> _Material provided_:
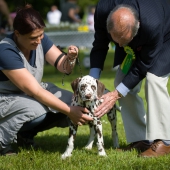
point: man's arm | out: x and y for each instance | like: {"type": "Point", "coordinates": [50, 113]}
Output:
{"type": "Point", "coordinates": [100, 44]}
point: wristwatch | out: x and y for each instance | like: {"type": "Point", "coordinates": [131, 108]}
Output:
{"type": "Point", "coordinates": [119, 94]}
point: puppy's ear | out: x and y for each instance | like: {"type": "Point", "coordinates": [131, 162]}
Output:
{"type": "Point", "coordinates": [100, 88]}
{"type": "Point", "coordinates": [74, 85]}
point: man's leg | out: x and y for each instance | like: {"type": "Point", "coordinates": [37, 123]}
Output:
{"type": "Point", "coordinates": [158, 116]}
{"type": "Point", "coordinates": [133, 112]}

> _About this task_:
Send back exactly the lines from the line with "point: man's leg" through the end of the records.

> _Reply_:
point: man's leg | out: x and y for each instance | like: {"type": "Point", "coordinates": [37, 123]}
Output:
{"type": "Point", "coordinates": [158, 116]}
{"type": "Point", "coordinates": [133, 112]}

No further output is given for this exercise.